____ 提供資料
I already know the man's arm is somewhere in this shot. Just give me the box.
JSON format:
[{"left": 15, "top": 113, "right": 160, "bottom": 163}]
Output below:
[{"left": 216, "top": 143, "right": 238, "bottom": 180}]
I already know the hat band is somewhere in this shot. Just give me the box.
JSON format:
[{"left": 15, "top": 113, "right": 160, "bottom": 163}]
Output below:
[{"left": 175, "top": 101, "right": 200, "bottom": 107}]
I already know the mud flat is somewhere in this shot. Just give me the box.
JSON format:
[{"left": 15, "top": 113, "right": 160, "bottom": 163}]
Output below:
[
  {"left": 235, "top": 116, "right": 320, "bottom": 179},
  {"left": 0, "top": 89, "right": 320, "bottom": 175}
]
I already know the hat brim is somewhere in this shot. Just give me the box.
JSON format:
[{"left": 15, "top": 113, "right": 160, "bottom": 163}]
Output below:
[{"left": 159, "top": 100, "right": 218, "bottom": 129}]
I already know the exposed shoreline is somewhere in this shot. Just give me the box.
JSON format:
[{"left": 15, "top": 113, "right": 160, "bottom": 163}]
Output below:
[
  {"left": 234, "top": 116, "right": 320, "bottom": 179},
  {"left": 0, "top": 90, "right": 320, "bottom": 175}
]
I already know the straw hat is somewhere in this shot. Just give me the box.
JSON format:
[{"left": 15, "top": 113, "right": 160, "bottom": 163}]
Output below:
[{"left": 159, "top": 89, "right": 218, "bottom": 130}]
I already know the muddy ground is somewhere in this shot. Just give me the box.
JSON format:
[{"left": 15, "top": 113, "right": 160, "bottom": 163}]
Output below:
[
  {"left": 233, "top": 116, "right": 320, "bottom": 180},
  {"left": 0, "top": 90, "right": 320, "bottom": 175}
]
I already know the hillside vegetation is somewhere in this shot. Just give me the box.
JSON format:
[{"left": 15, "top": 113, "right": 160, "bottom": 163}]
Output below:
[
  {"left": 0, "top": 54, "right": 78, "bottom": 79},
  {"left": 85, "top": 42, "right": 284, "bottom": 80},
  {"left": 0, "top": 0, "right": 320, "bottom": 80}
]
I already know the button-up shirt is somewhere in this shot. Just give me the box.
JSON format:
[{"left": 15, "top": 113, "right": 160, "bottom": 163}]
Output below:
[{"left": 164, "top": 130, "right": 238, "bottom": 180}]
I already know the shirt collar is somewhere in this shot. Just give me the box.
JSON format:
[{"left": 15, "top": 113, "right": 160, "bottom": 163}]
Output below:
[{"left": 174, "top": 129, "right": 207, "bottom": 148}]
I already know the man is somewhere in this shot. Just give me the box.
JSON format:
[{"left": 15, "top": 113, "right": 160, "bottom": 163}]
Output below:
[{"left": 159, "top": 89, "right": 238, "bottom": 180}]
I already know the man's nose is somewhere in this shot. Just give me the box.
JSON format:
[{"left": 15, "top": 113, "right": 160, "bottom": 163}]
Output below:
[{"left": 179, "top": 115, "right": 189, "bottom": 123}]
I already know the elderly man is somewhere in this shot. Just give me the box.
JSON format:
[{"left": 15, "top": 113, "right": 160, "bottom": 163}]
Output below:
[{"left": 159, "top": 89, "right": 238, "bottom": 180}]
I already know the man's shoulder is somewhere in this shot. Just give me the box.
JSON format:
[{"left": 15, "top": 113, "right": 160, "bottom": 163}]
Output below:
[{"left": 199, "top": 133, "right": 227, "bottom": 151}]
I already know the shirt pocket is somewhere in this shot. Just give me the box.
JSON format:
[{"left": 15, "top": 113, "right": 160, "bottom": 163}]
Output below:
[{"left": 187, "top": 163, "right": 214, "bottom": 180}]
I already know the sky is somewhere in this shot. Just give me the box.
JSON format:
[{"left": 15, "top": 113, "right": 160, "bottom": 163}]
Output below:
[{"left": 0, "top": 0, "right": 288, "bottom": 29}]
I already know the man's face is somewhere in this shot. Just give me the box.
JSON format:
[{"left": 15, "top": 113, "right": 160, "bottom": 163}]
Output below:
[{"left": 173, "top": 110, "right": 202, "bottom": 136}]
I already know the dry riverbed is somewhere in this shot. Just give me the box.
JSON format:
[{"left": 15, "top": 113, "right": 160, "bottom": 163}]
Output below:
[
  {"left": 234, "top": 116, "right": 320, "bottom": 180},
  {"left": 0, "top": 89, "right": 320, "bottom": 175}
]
________
「I already know the elderly」を含む行から最後の行までを、両端の行も含めて一字一句変えずに書き写してください。

I already know the elderly man is somewhere in this shot. Just give me the box.
JSON format:
[{"left": 15, "top": 113, "right": 160, "bottom": 163}]
Output below:
[{"left": 159, "top": 89, "right": 238, "bottom": 180}]
I already know the man's shoulder is somewhere in this shot. Just give me the box.
JSON format:
[{"left": 15, "top": 113, "right": 160, "bottom": 163}]
Output below:
[{"left": 199, "top": 133, "right": 227, "bottom": 151}]
I already know the shirt pocket is somewhere in this shot. Just give me the box.
JSON format:
[{"left": 15, "top": 113, "right": 160, "bottom": 163}]
Output below:
[{"left": 187, "top": 163, "right": 214, "bottom": 180}]
I already know the sky is somewhere in this shot. Just give me the box.
JSON format:
[{"left": 15, "top": 113, "right": 160, "bottom": 163}]
Output below:
[{"left": 0, "top": 0, "right": 288, "bottom": 29}]
I already know the man's face is somewhere in this shot. Just give me the box.
JSON format:
[{"left": 15, "top": 113, "right": 160, "bottom": 163}]
Output below:
[{"left": 173, "top": 110, "right": 202, "bottom": 136}]
I already know the dry riverbed is somewhere in this shot. Just give me the box.
JSON format:
[{"left": 15, "top": 113, "right": 160, "bottom": 163}]
Output below:
[
  {"left": 234, "top": 116, "right": 320, "bottom": 180},
  {"left": 0, "top": 89, "right": 320, "bottom": 175}
]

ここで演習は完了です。